### EXTRACT TO READ
Important proponents of religious freedom among the Founding Fathers included Thomas Jefferson and James Madison. Both were from Virginia and had been sequestered by Baptist leaders who pleaded with them to secure religious freedom in Virginia and in the establishment of the national government. Virginia hung on stubbornly to its church-state establishment with greater tenacity than even New England by the time of the American Revolution. Both men fought hard primarily to disestablish Anglicanism in Virginia and then any sort of religious establishment in the federal government. It is important to understand their perspectives. Jefferson was not a believer even though he was a member of the Anglican Church. The latter was simply the reality by virtue of his citizenship in the colony of Virginia. Jefferson was the least religious of the Founding Fathers and had a distaste for Christian sects altogether. He did not like the doctrinal distinctives of the various Christian sects. However, Jefferson was attracted to the ethics of the Bible. He sought to separate its moral teachings from its specific doctrines which included things like the deity of Christ, the atonement of Christ, baptism, the Trinity, miracles and so forth. He believed the moral teachings of Christianity coincided with natural reason (i.e., what appears to be plain to one’s common rational sense). He fought for religious freedom because he thought the Church corrupted government with its sectarian doctrines. However, this has been misinterpreted to mean that Jefferson rejected everything about Christianity. That is not true. He firmly believed its moral teachings were important for the establishment of any just and successful government. In this attitude he was in agreement with virtually every one of the Founding Fathers.

### MATERIAL SUPPLIED
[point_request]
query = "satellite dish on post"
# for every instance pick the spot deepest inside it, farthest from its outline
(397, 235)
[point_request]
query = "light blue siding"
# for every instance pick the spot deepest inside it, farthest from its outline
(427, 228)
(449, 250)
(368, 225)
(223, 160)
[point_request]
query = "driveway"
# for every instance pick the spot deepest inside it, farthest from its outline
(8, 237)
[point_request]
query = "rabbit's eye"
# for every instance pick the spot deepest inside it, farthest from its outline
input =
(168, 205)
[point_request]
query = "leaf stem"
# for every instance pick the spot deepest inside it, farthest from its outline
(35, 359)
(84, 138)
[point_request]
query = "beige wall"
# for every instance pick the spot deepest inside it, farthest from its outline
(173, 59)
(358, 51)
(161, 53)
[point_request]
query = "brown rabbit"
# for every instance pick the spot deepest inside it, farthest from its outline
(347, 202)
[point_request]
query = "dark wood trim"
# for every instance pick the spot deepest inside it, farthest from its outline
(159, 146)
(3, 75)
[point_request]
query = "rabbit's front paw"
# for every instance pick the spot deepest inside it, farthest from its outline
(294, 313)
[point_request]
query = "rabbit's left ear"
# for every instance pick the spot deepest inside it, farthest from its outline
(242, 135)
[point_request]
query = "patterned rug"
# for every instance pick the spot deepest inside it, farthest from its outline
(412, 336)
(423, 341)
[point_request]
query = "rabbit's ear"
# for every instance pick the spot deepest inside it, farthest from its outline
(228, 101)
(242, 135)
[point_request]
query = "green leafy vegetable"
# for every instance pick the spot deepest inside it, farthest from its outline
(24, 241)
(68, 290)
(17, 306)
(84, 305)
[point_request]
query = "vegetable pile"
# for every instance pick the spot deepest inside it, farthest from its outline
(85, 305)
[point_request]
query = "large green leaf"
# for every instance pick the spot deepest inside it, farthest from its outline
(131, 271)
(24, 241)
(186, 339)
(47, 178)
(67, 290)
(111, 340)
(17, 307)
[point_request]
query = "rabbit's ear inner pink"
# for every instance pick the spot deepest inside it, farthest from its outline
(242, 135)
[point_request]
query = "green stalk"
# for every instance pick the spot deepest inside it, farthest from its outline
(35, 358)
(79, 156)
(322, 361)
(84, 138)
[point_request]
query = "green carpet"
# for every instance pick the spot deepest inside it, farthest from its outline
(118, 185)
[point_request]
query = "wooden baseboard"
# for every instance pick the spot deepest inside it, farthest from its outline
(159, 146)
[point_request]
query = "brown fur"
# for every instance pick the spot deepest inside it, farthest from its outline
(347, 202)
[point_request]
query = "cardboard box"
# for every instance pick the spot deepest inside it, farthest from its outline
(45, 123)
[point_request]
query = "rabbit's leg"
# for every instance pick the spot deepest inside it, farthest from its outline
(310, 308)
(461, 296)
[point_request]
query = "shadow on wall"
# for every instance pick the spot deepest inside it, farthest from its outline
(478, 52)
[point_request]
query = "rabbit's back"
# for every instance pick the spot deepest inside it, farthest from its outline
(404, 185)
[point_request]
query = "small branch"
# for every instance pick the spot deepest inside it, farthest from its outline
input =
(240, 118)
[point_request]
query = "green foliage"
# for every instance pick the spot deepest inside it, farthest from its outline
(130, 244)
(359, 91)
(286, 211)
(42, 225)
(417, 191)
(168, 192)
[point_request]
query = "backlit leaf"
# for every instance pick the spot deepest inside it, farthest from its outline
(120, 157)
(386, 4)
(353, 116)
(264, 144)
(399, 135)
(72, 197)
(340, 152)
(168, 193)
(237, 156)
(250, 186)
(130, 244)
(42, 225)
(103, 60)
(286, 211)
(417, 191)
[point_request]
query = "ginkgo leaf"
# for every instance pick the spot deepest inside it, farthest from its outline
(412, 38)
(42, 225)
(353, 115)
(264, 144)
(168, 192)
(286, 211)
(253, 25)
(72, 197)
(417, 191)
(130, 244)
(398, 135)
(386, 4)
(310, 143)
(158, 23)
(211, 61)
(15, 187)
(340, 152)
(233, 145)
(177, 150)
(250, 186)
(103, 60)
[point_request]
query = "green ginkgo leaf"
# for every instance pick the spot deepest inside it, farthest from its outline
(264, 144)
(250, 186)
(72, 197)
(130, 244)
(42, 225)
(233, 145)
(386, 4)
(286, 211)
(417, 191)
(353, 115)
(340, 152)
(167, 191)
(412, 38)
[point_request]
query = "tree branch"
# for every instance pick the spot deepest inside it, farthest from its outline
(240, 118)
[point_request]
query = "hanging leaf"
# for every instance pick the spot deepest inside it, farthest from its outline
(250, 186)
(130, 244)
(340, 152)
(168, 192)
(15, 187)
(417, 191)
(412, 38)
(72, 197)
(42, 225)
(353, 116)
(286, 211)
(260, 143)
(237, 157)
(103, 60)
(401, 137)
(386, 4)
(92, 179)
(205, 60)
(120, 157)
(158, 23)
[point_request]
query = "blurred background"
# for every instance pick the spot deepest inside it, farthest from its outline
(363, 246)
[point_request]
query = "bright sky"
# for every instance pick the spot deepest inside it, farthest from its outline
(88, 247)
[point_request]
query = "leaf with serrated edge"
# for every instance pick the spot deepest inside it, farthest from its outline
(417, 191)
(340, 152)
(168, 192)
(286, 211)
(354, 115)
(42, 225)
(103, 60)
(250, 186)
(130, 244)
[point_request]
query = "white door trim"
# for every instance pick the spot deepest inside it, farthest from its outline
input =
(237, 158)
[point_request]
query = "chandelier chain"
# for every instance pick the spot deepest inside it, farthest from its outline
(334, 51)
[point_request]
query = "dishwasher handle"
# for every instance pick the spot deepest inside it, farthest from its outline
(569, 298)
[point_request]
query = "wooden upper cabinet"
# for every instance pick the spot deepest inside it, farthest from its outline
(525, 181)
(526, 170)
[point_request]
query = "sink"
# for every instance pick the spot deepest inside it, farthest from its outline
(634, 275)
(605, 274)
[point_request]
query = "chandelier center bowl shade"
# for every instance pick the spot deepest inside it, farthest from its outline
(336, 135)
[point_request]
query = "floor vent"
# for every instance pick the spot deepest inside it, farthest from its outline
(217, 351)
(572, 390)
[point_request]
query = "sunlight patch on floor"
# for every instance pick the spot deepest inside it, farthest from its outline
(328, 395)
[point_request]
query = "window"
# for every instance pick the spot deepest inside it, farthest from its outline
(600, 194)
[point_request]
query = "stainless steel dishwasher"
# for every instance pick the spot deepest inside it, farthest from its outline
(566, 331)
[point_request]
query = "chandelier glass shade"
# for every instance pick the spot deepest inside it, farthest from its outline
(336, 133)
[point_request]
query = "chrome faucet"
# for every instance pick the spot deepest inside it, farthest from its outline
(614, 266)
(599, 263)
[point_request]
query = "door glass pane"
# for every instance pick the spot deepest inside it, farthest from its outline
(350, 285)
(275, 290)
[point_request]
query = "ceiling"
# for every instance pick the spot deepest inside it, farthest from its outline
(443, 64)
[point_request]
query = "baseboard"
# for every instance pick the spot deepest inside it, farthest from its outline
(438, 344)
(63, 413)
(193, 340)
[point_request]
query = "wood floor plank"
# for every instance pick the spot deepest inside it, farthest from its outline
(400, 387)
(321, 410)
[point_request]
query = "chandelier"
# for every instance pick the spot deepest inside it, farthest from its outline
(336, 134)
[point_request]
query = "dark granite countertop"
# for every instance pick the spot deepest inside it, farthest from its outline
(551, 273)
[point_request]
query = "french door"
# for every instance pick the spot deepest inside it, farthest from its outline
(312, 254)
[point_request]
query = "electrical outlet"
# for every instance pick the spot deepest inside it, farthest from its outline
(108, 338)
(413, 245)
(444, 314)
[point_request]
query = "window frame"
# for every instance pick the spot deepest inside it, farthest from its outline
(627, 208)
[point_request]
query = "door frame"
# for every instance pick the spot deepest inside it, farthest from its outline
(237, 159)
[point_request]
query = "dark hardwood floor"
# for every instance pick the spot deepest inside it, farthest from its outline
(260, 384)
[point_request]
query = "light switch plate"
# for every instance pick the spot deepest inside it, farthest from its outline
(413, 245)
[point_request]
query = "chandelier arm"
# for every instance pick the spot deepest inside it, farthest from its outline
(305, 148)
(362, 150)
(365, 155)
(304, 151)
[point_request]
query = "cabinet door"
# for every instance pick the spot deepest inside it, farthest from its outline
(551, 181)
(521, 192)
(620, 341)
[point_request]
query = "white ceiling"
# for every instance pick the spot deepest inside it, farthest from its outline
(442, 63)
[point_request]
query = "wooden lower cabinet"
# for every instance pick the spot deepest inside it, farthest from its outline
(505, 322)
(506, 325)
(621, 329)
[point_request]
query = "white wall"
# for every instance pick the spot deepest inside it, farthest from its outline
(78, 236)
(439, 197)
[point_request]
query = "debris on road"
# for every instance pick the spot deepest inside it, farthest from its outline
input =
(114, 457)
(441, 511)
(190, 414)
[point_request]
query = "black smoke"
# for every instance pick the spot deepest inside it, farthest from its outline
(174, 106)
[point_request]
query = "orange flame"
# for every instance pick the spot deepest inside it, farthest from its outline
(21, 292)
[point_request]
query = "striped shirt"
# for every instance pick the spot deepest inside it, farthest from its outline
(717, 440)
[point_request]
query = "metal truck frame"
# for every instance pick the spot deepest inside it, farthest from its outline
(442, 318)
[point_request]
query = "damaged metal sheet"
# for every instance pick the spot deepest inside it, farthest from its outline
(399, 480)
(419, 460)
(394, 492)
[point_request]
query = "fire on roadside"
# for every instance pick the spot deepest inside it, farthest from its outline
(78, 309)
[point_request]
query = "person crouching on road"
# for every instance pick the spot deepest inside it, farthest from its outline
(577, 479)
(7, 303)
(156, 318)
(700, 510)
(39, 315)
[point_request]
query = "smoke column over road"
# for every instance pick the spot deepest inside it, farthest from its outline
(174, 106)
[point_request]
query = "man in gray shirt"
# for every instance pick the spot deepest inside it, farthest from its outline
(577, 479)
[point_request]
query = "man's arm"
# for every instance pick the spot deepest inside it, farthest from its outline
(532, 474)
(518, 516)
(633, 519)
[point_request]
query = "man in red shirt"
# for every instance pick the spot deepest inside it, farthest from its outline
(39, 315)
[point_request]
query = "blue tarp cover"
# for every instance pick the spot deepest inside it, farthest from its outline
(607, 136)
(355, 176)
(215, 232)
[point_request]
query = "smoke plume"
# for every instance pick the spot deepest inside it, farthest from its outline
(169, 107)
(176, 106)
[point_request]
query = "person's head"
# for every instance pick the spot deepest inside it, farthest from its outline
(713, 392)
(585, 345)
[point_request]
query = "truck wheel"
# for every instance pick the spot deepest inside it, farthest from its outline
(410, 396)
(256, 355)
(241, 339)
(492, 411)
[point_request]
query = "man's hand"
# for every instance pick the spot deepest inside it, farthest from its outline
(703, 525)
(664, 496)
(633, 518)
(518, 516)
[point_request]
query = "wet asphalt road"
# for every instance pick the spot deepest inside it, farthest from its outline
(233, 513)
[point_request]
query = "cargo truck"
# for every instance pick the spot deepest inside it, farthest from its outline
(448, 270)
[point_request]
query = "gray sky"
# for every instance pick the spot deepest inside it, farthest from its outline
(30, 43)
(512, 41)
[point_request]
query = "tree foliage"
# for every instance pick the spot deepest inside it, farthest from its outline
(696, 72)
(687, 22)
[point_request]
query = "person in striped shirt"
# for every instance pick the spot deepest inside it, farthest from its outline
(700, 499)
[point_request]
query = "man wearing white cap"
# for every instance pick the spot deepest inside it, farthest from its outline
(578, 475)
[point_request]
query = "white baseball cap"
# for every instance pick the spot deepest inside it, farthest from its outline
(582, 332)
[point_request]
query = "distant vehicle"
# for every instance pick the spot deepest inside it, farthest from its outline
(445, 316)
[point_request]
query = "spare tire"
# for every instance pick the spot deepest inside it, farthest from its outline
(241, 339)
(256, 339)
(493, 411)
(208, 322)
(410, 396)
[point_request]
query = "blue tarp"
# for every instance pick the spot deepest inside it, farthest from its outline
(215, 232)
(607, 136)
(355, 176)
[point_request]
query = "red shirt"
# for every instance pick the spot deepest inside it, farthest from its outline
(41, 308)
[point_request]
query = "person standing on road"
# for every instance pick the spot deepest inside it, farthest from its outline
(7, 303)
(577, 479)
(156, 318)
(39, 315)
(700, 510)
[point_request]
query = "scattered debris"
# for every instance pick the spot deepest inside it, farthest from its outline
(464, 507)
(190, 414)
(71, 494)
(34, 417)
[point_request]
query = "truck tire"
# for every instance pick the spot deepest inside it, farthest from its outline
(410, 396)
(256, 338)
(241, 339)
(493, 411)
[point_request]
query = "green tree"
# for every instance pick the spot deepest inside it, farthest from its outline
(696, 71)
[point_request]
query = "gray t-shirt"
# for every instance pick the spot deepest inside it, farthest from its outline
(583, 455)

### REQUIRED ACTIONS
**a.** Answer these questions about the passage on Jefferson and religious freedom above.
(i) Which religious leaders pleaded with Jefferson and Madison to secure religious freedom?
(ii) Of which church was Jefferson a member?
(iii) According to the passage, what did Jefferson believe the moral teachings of Christianity coincided with?
**b.** Write the paragraph that would come next in the passage on Jefferson and religious freedom, picking up after its final sentence.

### ANSWERS BELOW
**a.**
(i) Baptist leaders.
(ii) The Anglican Church.
(iii) Natural reason.

**b.**
James Madison’s religious views are somewhat a mystery. He probably tended toward deism as did Jefferson, but he clearly was concerned about the religious persecution he saw in his native Virginia due to its establishment of Anglicanism. In a letter to a friend he wrote, “That diabolical, hell-conceived principle of persecution rages among some” referring to the Baptists. Madison was sympathetic towards the underprivileged class of Baptists and was motivated by her leaders who saw things differently then Jefferson did. While Jefferson was concerned about religion’s encroachment upon government, the Baptists were concerned about government’s encouragement upon religion. Madison believed as did the Baptists, that government had no business telling people what they should believe with regard to religious viewpoints. Once again, that did not mean that the Christian religion did not provide a moral foundation for government. As was said, virtually all the Founding Fathers believed that government should be founded upon a set of wise ethical principals and virtually all them believed these principles were best embodied in the teachings of the Bible and Christianity. Since they believed the ethics of Christianity coincided with natural reason there was no conflict when they adopted the former as a basis for America’s Constitutional framework.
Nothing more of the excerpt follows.